Records provided
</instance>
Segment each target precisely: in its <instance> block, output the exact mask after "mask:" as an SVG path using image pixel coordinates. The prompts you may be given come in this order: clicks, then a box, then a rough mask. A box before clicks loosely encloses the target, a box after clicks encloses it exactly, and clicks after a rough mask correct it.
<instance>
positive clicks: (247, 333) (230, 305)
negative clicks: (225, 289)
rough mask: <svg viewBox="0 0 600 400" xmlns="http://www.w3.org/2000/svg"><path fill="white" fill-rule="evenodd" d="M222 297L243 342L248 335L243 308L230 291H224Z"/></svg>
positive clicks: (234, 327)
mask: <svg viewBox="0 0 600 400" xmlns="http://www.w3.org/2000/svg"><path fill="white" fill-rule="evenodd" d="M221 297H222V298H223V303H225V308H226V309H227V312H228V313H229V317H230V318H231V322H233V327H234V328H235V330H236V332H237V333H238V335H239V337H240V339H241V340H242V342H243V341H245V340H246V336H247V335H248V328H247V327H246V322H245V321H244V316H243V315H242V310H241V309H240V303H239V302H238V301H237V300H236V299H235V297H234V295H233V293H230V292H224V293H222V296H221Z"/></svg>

Aim of the task
Out of the material above, select every line that holds the string "rough".

Solution for this exercise
Segment each target precisely: in its <instance> block, output the exact mask after "mask:" as an SVG path using image pixel coordinates. The prompts you may be given come in this order: clicks, then a box, then a rough mask. A box before clicks loosely encloses the target, a box after clicks encloses it exactly, and clicks after a rough mask correct it.
rough mask: <svg viewBox="0 0 600 400" xmlns="http://www.w3.org/2000/svg"><path fill="white" fill-rule="evenodd" d="M222 297L243 342L248 335L243 308L230 291H224Z"/></svg>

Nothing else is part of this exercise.